-- EXERCISE REQUIREMENTS --
Rewrite every line of the records from their start through the line containing "M 154 253 L". Multiply each coordinate in the path answers by 0.75, round the results to whole numbers with halves going up, and leave all other text as it is.

--- Start of INFORMATION SHOWN ---

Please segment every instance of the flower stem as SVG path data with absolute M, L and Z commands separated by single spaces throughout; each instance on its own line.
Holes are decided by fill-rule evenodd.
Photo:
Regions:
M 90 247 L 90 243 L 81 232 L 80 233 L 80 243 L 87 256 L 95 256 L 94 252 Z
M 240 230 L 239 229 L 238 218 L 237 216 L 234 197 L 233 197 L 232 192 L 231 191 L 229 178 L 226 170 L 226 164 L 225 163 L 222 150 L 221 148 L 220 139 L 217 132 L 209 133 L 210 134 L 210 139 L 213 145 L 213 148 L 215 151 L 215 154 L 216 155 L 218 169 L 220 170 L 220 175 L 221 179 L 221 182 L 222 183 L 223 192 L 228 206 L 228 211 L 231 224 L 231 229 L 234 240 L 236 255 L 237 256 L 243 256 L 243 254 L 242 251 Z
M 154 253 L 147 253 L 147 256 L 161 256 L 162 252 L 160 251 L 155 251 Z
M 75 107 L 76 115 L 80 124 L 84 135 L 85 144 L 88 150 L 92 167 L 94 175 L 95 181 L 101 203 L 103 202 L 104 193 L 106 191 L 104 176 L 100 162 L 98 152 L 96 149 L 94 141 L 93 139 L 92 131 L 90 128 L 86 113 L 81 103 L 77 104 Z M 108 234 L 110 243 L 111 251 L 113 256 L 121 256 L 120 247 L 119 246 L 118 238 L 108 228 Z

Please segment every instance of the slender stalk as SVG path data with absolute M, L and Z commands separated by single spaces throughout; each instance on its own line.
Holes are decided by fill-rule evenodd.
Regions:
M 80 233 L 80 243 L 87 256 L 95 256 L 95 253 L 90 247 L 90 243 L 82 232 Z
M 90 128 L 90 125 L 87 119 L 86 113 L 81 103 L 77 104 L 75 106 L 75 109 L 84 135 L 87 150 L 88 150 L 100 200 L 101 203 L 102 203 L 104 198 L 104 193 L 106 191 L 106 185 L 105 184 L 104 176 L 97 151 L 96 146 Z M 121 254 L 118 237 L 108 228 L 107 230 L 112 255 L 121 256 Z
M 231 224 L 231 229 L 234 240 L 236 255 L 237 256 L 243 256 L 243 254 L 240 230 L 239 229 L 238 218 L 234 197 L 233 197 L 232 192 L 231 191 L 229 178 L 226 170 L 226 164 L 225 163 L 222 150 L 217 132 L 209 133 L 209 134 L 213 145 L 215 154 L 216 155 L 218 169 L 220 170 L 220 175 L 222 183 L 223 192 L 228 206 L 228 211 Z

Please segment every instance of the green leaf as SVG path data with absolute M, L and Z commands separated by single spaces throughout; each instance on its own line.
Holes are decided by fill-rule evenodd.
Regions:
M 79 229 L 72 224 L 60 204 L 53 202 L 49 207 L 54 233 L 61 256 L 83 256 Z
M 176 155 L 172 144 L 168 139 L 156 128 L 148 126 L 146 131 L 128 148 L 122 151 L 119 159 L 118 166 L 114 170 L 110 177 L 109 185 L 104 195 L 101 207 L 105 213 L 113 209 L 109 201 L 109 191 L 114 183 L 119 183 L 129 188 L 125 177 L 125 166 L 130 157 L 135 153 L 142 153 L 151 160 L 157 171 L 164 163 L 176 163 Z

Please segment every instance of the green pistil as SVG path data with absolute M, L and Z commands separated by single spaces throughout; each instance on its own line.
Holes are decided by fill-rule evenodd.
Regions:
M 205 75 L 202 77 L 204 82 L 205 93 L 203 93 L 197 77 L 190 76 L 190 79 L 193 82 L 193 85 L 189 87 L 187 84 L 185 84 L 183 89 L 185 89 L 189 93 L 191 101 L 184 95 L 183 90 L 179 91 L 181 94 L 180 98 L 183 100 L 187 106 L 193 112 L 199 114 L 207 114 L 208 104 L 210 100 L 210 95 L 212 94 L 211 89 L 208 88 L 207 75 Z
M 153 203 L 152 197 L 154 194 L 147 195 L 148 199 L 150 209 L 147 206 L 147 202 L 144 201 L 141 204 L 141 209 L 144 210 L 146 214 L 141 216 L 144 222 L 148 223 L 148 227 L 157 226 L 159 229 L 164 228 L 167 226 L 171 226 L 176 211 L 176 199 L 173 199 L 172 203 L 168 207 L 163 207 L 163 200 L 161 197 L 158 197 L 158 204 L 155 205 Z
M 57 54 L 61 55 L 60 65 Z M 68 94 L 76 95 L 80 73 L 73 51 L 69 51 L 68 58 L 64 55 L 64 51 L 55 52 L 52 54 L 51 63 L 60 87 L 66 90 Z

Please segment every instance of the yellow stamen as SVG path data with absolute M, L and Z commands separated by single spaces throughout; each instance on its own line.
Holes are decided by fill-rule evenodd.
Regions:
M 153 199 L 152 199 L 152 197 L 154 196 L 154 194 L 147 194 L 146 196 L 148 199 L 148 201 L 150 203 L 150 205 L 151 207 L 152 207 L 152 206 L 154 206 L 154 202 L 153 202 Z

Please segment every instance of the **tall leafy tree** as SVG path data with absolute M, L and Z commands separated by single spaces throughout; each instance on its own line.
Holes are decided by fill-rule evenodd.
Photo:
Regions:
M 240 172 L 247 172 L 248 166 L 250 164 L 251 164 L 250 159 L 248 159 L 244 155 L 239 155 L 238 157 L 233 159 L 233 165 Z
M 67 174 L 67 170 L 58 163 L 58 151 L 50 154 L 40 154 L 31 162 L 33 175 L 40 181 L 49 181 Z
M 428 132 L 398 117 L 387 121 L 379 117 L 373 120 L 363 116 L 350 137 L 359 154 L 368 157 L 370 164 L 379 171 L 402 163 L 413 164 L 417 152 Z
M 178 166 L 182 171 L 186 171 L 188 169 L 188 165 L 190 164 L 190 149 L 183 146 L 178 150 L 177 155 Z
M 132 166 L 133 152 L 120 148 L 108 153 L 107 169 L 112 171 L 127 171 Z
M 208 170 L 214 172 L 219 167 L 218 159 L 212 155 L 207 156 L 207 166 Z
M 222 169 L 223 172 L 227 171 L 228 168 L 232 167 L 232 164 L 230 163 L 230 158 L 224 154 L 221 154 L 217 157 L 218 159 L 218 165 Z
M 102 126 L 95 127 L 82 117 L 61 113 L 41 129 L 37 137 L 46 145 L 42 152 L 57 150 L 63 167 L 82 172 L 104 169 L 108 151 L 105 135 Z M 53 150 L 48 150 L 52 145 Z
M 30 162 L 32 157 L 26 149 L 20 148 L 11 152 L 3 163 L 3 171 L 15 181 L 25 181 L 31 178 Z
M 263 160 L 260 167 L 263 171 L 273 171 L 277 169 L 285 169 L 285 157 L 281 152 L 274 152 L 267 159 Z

--- End of INFORMATION SHOWN ---

-- FULL SOLUTION --
Please segment every instance of the flower stem as SVG path data with absolute M, L and Z commands separated by single spaces throughout; each instance on its own line.
Holes are decided by fill-rule evenodd.
Photo:
Regions:
M 68 185 L 68 182 L 61 174 L 60 175 L 60 182 L 65 192 L 71 192 L 71 189 Z
M 180 173 L 179 172 L 179 164 L 178 162 L 176 148 L 175 148 L 174 144 L 173 143 L 172 134 L 170 128 L 170 123 L 169 122 L 167 113 L 166 111 L 165 104 L 163 99 L 157 100 L 158 101 L 158 104 L 160 109 L 160 111 L 161 113 L 161 116 L 162 116 L 164 127 L 165 128 L 165 131 L 166 134 L 166 137 L 167 137 L 167 144 L 171 155 L 171 158 L 173 168 L 173 172 L 176 180 L 177 191 L 178 192 L 182 192 L 182 191 L 182 188 Z
M 116 190 L 110 190 L 110 192 L 121 192 L 122 189 L 120 188 L 116 188 Z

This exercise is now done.